> [Task instructions]
In the data below, find each line containing the string "road" and return it.
BEGIN Exercise materials
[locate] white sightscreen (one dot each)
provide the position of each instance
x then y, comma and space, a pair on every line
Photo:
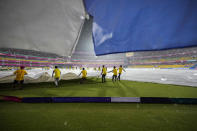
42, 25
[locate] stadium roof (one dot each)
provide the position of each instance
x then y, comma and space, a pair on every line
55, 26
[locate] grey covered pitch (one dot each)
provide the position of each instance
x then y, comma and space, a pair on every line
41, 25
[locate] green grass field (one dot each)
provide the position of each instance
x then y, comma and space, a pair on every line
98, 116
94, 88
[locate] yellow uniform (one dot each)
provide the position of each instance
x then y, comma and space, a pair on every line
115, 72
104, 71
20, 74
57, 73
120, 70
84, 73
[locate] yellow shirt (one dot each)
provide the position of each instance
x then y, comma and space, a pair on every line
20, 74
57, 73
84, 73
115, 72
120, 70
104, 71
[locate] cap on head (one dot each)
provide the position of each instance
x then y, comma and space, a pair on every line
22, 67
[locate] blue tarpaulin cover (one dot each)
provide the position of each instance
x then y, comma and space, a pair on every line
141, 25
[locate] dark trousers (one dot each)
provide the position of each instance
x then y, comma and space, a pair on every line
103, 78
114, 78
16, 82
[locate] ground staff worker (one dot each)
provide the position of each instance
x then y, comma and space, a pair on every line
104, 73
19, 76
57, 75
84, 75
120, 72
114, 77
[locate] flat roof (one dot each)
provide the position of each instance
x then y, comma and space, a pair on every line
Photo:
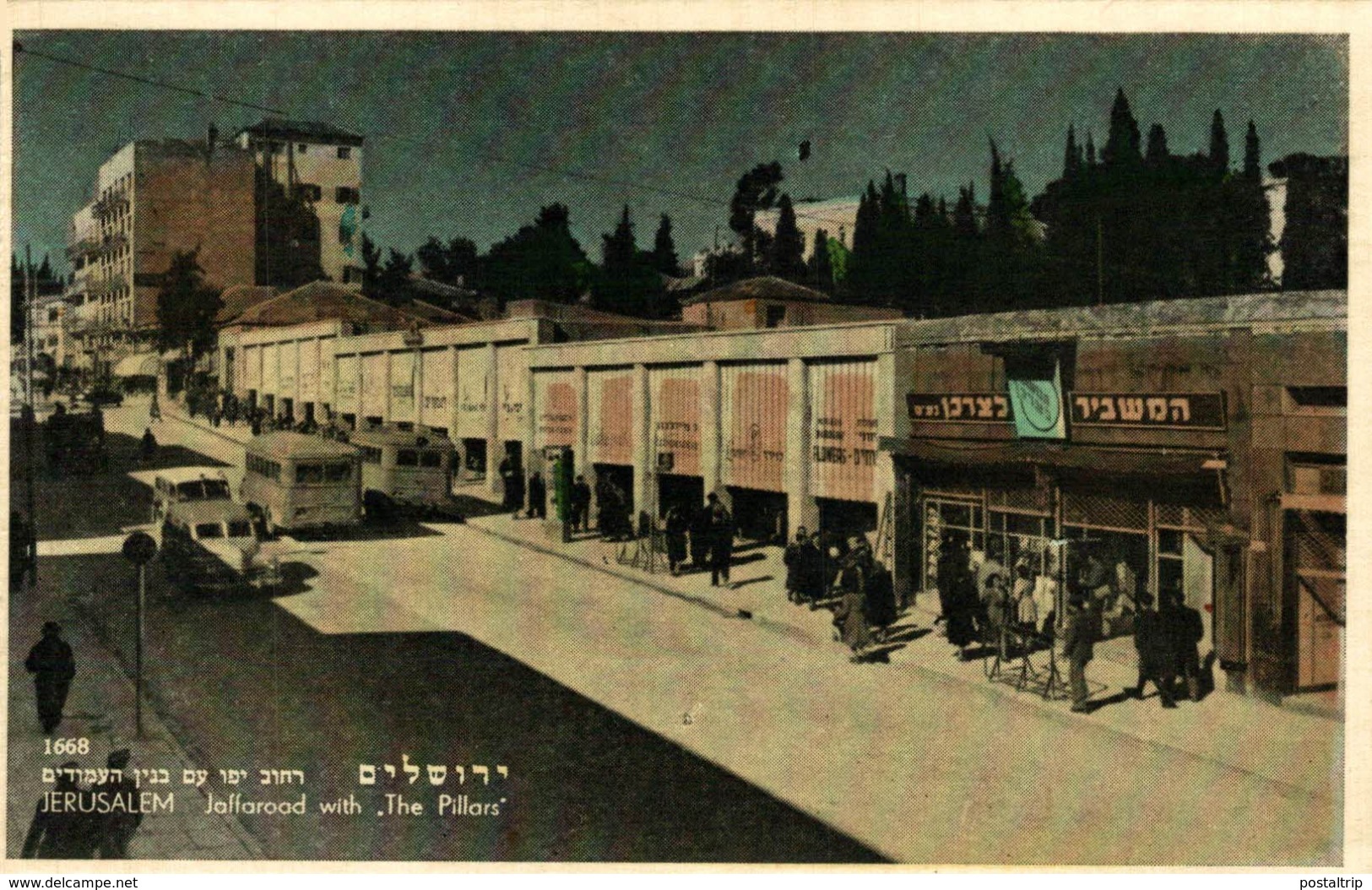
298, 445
END Exercise materials
BEGIN Exercise materials
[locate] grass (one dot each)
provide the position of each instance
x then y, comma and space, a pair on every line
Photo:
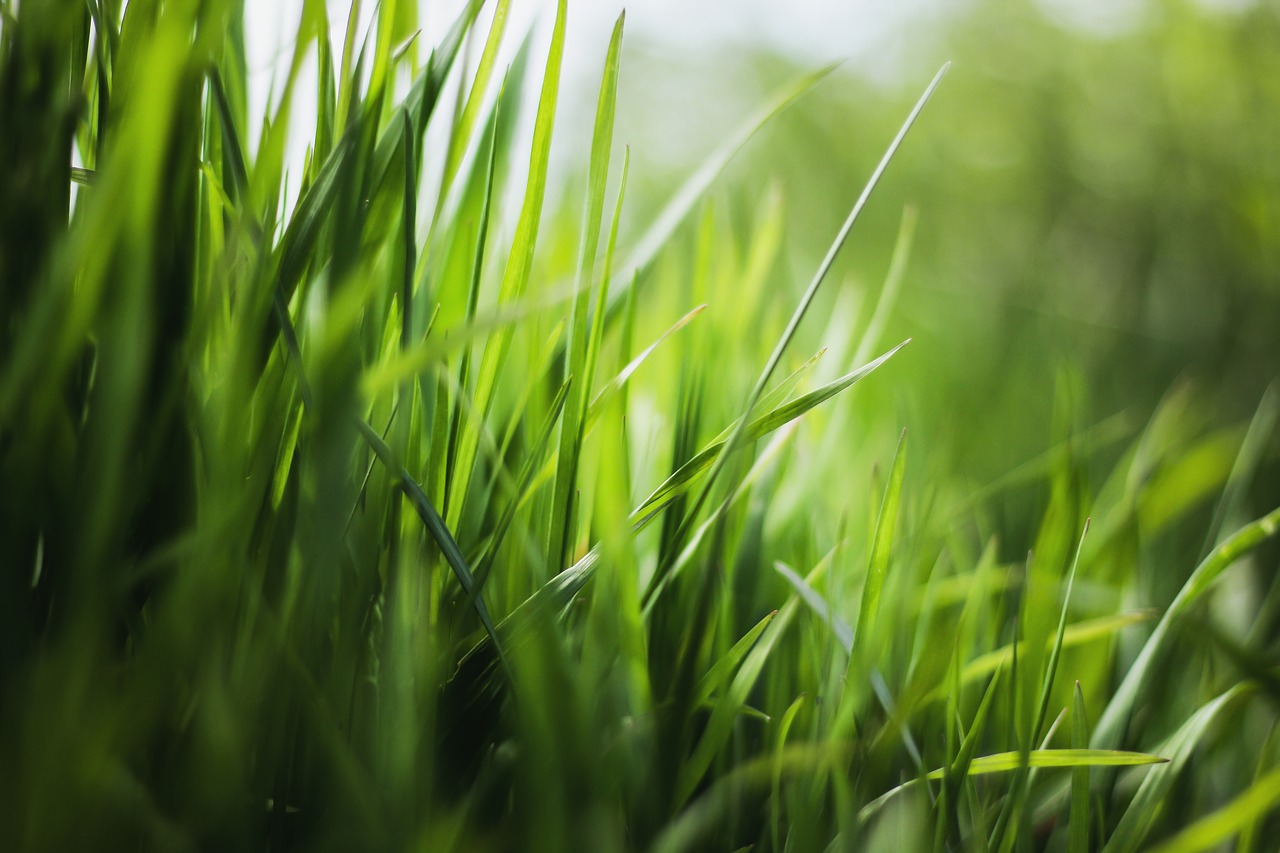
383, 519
END Exercise materials
BEGIN Exercise materials
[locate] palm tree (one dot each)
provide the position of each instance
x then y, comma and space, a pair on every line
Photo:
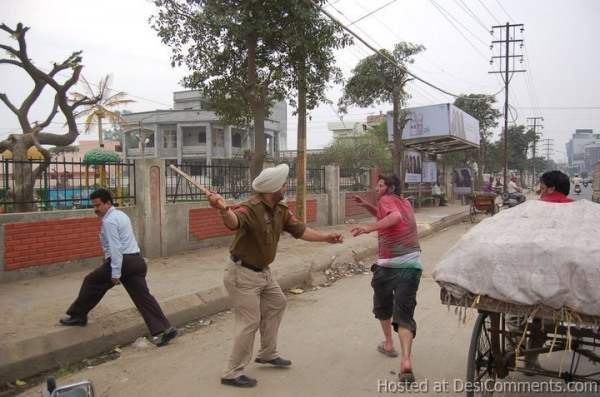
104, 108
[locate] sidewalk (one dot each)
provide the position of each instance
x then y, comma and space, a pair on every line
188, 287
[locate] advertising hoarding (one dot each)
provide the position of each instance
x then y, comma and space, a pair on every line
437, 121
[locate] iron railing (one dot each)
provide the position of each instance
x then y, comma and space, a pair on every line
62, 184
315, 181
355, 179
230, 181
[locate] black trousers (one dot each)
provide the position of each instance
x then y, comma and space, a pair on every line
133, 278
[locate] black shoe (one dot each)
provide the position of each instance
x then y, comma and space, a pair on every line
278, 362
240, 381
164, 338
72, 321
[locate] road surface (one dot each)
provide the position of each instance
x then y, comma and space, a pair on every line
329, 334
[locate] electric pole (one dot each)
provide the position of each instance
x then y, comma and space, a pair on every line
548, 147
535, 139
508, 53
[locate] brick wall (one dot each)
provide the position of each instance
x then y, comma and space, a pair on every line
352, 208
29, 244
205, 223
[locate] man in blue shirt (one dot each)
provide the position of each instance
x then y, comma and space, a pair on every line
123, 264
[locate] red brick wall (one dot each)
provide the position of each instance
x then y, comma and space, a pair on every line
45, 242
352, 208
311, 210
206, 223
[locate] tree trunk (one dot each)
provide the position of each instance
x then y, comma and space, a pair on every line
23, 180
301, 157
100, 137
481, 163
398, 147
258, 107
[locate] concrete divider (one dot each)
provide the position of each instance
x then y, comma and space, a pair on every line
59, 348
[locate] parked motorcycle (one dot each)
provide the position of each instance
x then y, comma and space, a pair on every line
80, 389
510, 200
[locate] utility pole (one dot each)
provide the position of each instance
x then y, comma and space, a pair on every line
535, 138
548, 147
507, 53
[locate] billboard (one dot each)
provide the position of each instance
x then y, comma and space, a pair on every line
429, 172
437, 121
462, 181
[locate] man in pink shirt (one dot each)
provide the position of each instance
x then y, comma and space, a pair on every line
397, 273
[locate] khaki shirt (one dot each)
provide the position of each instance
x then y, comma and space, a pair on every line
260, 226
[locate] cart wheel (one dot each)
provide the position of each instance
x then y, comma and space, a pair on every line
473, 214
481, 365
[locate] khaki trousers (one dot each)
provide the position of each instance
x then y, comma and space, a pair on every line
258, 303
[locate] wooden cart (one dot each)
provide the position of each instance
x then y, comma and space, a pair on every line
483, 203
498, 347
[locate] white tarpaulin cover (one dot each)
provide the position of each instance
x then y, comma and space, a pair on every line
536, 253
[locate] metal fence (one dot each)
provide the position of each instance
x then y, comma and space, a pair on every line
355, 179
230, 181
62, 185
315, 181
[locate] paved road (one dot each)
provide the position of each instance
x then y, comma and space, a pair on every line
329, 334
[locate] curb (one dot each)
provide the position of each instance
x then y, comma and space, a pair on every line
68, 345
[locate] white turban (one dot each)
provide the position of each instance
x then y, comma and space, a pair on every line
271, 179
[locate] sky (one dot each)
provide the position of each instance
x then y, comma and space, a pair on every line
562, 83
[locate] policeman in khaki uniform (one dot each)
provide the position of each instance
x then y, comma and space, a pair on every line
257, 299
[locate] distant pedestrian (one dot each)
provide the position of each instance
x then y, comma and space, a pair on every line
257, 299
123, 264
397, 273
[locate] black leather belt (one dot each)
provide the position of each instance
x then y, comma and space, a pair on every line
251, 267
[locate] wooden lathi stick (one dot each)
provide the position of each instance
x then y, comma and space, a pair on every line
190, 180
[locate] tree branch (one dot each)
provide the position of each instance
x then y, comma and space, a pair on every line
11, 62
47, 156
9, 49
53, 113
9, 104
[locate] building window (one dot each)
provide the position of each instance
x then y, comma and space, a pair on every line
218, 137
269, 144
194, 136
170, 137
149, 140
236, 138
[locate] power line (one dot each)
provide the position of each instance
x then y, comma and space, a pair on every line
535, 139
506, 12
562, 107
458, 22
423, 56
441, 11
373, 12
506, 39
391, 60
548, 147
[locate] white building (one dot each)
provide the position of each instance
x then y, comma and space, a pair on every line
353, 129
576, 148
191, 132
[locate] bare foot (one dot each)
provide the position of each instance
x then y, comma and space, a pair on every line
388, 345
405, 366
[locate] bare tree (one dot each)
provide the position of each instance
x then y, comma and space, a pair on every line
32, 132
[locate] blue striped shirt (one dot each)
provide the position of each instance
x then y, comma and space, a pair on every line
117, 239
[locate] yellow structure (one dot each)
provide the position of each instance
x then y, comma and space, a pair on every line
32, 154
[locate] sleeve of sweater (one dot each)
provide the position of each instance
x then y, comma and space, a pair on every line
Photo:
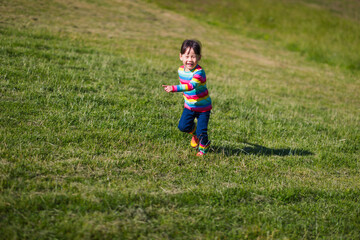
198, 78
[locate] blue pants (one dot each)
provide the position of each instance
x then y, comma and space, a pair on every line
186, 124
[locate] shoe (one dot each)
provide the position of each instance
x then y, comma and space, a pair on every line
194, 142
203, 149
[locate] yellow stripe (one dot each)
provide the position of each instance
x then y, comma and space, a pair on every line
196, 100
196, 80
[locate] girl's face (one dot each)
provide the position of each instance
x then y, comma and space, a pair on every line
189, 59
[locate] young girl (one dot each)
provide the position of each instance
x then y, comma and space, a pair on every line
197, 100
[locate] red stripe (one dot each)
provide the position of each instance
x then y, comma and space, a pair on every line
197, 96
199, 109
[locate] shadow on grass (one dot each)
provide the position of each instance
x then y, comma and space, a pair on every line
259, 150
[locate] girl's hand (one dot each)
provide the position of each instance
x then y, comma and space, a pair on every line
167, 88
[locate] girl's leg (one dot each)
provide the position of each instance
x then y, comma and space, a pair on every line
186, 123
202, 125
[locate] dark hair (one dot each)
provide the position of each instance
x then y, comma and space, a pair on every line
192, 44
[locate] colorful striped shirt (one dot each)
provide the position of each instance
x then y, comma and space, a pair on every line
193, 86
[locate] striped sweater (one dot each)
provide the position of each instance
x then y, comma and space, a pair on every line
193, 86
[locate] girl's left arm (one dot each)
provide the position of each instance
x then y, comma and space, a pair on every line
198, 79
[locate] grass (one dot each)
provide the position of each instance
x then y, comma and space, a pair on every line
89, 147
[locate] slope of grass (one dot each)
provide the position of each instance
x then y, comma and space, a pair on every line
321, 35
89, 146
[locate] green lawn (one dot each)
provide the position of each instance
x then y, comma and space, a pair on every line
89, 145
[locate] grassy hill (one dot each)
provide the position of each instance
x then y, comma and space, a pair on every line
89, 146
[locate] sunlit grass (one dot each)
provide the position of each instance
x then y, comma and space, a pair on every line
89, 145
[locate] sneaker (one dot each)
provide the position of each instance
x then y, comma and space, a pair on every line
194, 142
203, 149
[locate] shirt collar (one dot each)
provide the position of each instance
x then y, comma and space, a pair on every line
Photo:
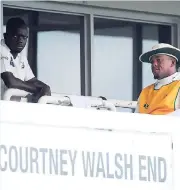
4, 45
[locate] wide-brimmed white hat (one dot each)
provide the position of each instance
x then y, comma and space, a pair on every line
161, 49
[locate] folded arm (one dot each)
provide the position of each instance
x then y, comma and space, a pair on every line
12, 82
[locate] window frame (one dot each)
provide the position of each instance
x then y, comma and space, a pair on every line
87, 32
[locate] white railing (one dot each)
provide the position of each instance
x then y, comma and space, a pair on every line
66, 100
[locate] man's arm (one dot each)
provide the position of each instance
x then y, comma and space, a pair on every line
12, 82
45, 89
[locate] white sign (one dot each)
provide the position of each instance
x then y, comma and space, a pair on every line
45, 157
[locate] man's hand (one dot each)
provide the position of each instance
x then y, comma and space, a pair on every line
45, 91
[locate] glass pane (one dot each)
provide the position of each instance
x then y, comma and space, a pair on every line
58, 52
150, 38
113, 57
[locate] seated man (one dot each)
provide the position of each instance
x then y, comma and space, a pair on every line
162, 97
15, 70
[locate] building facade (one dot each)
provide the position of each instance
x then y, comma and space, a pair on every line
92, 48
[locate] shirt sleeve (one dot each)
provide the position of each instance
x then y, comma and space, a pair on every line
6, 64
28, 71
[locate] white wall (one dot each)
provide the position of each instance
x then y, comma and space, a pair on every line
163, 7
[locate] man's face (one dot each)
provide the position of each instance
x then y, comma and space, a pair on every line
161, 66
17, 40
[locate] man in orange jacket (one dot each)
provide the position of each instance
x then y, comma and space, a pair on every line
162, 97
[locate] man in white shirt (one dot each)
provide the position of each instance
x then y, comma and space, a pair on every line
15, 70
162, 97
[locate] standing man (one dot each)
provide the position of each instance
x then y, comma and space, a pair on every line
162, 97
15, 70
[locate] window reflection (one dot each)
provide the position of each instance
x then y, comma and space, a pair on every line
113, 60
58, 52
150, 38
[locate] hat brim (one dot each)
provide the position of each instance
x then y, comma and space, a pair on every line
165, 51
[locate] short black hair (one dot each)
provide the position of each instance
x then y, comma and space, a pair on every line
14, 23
END Exercise materials
> [Exercise result]
[locate] road surface (one dot each)
[locate] paved road (one dot each)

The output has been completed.